◆ Lista de tarefas:
(A) Extraia do texto sobre terraformação o segmento que começa em "Terraformação é a" e vai até "eventual colonização humana.", inclusive.
(B) Responda, com base no texto sobre terraformação:
(i) Em que ano H.G. Wells imaginou como seria alterar um planeta para torná-lo habitável?
(ii) Qual planeta os cientistas consideram o candidato mais provável para as primeiras experiências em terraformação?
(iii) No filme "O Homem de Aço", quem pretendia transformar nosso planeta num novo Kripton?

◆ Trecho da página:
Por Hermes C. Fernandes
H.G.Wells foi um grande gênio, criador do gênero literário de ficção científica. Foi ele que em 1898 imaginou como seria alterar um planeta a fim de torná-lo habitável. Em seu livro “A Guerra dos Mundos”, extraterrestres invadem a Terra, derrotam a civilização humana e iniciam um processo de terraformação, preparando-a para ser colonizada por sua raça. Recentemente, o filme “O Homem de Aço” utilizou a mesma argumentação. O general Zod e seus asseclas pretendiam transformar nosso planeta num novo Kripton.
Terraformação é a denominação dada ao processo de modificar a atmosfera,temperatura, e geologia de um corpo celeste sólido (como um planeta ou um satélite natural) até deixá-lo em condições adequadas para suportar um ecossistema com seres vivos da Terra. A maior parte do que se sabe sobre a modificação de planetas é baseado no que já observamos em nosso próprio mundo. Os efeitos da poluição sobre o ecossistema de nosso planeta evidenciam que é possível afetar o ambiente em uma escala global a fim de transformá-lo, ainda que esse processo possa ser muito lento. Os cientistas concordam que Marte seja o candidato mais provável para as primeiras experiências em terraformação. A NASA, agência espacial americana, estuda maneiras de aquecer o planeta e de alterar a sua atmosfera, possibilitando uma eventual colonização humana.

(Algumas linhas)

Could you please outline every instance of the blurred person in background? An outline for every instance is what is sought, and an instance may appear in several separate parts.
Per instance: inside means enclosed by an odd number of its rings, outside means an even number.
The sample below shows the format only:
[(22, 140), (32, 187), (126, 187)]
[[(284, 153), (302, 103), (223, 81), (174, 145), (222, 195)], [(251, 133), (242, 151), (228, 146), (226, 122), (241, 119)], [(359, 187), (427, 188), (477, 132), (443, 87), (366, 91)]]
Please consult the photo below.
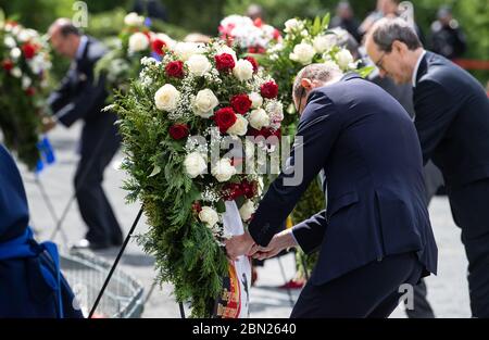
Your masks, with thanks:
[(453, 18), (452, 10), (442, 7), (438, 20), (431, 24), (431, 50), (453, 60), (461, 58), (467, 49), (467, 42), (459, 22)]
[(0, 318), (82, 318), (55, 244), (36, 242), (28, 224), (21, 174), (0, 144)]
[(415, 126), (426, 164), (443, 174), (468, 260), (474, 317), (489, 317), (489, 100), (484, 87), (442, 55), (426, 51), (403, 20), (381, 20), (368, 55), (397, 84), (413, 86)]
[(361, 40), (359, 34), (360, 24), (356, 21), (353, 9), (348, 1), (340, 1), (336, 8), (336, 16), (331, 18), (331, 28), (340, 27), (346, 29), (356, 41)]
[(106, 90), (103, 77), (96, 79), (93, 66), (105, 53), (105, 48), (96, 39), (83, 35), (67, 18), (57, 20), (49, 28), (53, 49), (72, 60), (72, 65), (51, 93), (48, 103), (53, 116), (45, 121), (45, 129), (58, 123), (71, 127), (83, 119), (80, 160), (75, 174), (75, 193), (79, 212), (88, 232), (75, 248), (92, 250), (121, 245), (123, 235), (112, 206), (102, 188), (103, 173), (121, 144), (112, 112), (102, 112)]

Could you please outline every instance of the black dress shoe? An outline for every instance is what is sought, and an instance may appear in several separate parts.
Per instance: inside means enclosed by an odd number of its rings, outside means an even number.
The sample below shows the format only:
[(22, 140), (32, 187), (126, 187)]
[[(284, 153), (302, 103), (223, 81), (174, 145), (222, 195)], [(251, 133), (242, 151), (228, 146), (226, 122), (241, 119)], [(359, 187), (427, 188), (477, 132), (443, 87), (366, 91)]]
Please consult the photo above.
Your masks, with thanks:
[(72, 249), (80, 250), (80, 249), (90, 249), (90, 250), (103, 250), (111, 248), (111, 244), (105, 242), (90, 242), (87, 239), (82, 239), (78, 242), (72, 244)]
[(124, 243), (124, 240), (122, 238), (113, 238), (112, 239), (112, 245), (113, 247), (121, 247)]

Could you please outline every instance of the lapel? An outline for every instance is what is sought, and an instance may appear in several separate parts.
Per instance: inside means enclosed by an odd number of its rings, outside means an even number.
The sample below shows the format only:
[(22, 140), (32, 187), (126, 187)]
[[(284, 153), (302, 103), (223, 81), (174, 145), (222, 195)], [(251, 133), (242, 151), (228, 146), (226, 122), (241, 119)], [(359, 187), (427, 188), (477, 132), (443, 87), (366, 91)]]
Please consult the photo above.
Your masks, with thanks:
[(426, 52), (419, 63), (419, 67), (417, 68), (417, 74), (416, 74), (416, 86), (419, 83), (419, 79), (428, 72), (428, 56), (429, 55), (430, 55), (430, 53)]
[(351, 79), (359, 79), (359, 78), (362, 79), (362, 77), (360, 75), (358, 75), (356, 73), (349, 72), (349, 73), (347, 73), (346, 75), (343, 75), (341, 77), (340, 81), (348, 81), (348, 80), (351, 80)]
[(75, 60), (75, 70), (76, 70), (76, 83), (84, 83), (87, 80), (88, 75), (86, 73), (86, 63), (88, 56), (88, 49), (90, 48), (90, 39), (87, 39), (87, 43), (85, 46), (85, 50), (82, 53), (82, 58)]

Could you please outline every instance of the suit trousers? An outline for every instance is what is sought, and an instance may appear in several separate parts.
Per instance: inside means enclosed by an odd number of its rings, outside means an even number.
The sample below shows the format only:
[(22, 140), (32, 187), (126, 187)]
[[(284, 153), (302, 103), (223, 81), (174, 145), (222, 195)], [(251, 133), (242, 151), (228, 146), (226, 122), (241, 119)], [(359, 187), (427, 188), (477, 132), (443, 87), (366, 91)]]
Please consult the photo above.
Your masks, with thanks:
[(321, 286), (310, 280), (290, 317), (388, 317), (398, 306), (400, 298), (412, 292), (408, 287), (416, 285), (422, 273), (423, 265), (417, 256), (404, 253), (372, 262)]
[(121, 138), (116, 135), (115, 127), (103, 127), (84, 128), (75, 190), (79, 212), (88, 226), (87, 240), (100, 245), (111, 245), (121, 244), (123, 235), (102, 181), (105, 167), (117, 152)]
[(489, 178), (447, 189), (468, 260), (472, 314), (489, 317)]

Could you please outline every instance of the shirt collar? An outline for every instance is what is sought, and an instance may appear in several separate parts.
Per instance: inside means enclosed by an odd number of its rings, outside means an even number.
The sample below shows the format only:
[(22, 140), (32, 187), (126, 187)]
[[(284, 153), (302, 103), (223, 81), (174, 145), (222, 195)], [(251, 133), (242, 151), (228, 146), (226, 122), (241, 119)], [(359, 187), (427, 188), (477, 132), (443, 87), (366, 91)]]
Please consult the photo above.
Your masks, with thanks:
[(416, 66), (414, 67), (414, 72), (413, 72), (413, 87), (416, 87), (417, 72), (419, 71), (421, 62), (423, 61), (423, 58), (425, 55), (426, 55), (426, 51), (424, 50), (423, 53), (419, 55), (419, 59), (416, 62)]
[(78, 49), (76, 50), (76, 60), (80, 60), (84, 56), (85, 48), (87, 47), (88, 37), (82, 36), (79, 38)]

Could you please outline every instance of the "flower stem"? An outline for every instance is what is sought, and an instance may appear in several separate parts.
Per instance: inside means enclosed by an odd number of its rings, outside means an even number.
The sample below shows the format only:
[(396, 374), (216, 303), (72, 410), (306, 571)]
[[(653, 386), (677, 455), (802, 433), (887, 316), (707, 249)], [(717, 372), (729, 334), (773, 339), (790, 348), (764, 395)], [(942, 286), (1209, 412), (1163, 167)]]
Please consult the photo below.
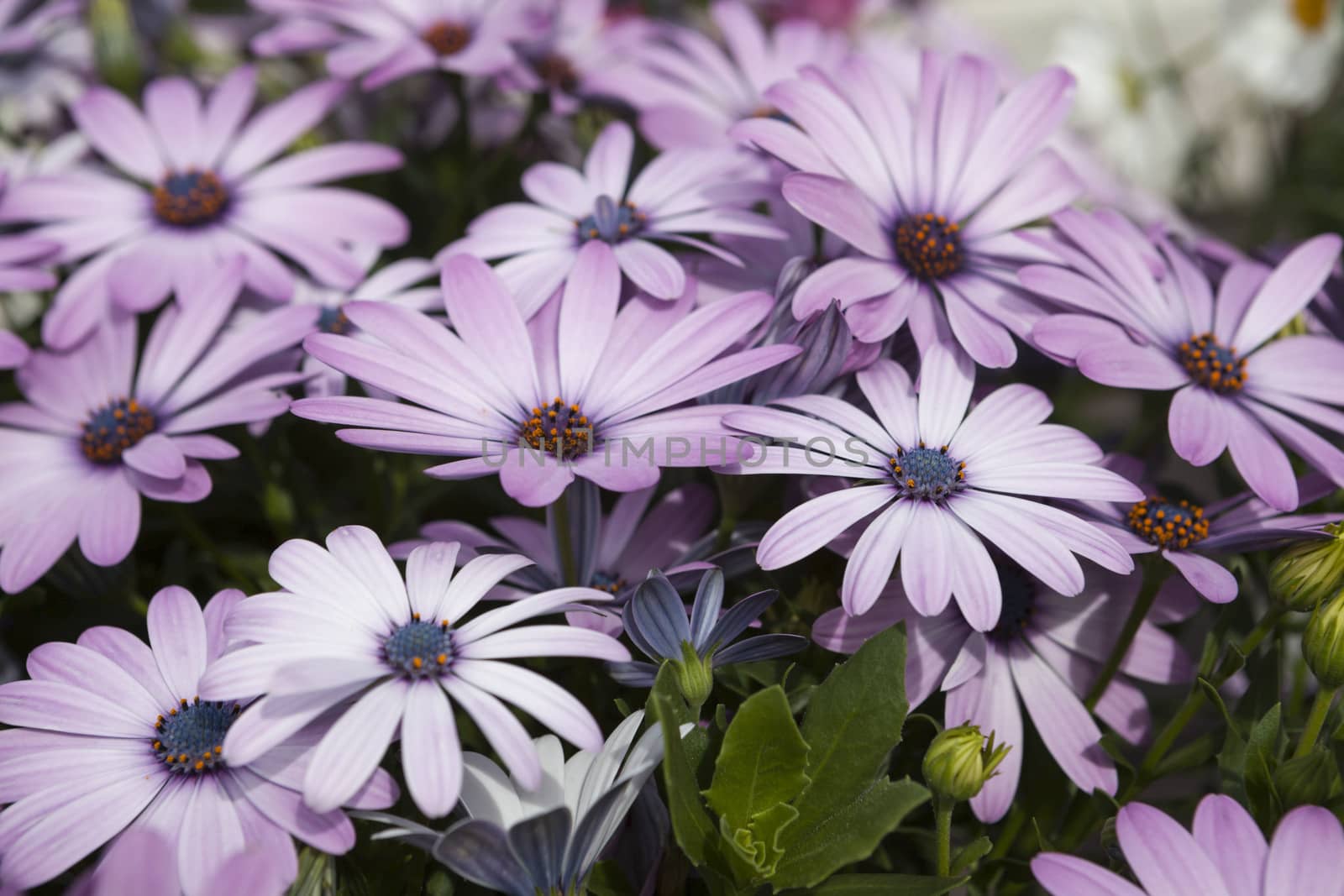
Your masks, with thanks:
[(1138, 590), (1138, 596), (1134, 598), (1134, 606), (1129, 609), (1129, 617), (1125, 618), (1120, 637), (1116, 638), (1116, 646), (1111, 647), (1110, 656), (1106, 657), (1106, 665), (1101, 668), (1101, 674), (1093, 682), (1087, 697), (1083, 700), (1083, 705), (1089, 709), (1097, 708), (1097, 701), (1106, 693), (1106, 688), (1110, 686), (1116, 673), (1120, 672), (1120, 664), (1125, 661), (1125, 654), (1129, 653), (1130, 645), (1134, 643), (1134, 635), (1138, 634), (1138, 626), (1144, 623), (1148, 611), (1153, 609), (1157, 591), (1161, 590), (1163, 582), (1167, 580), (1169, 572), (1171, 566), (1160, 559), (1153, 557), (1144, 564), (1144, 584)]
[(1335, 693), (1335, 688), (1321, 688), (1316, 692), (1316, 700), (1312, 701), (1312, 712), (1306, 716), (1306, 727), (1302, 728), (1302, 739), (1297, 742), (1293, 759), (1312, 752), (1316, 739), (1321, 735), (1321, 727), (1325, 724), (1325, 716), (1331, 713)]
[(952, 807), (950, 799), (938, 798), (934, 802), (933, 817), (938, 841), (938, 876), (952, 876)]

◆ Respostas:
(A)
Terraformação é a denominação dada ao processo de modificar a atmosfera,temperatura, e geologia de um corpo celeste sólido (como um planeta ou um satélite natural) até deixá-lo em condições adequadas para suportar um ecossistema com seres vivos da Terra. A maior parte do que se sabe sobre a modificação de planetas é baseado no que já observamos em nosso próprio mundo. Os efeitos da poluição sobre o ecossistema de nosso planeta evidenciam que é possível afetar o ambiente em uma escala global a fim de transformá-lo, ainda que esse processo possa ser muito lento. Os cientistas concordam que Marte seja o candidato mais provável para as primeiras experiências em terraformação. A NASA, agência espacial americana, estuda maneiras de aquecer o planeta e de alterar a sua atmosfera, possibilitando uma eventual colonização humana.

(B)
(i) Em 1898.
(ii) Marte.
(iii) O general Zod e seus asseclas.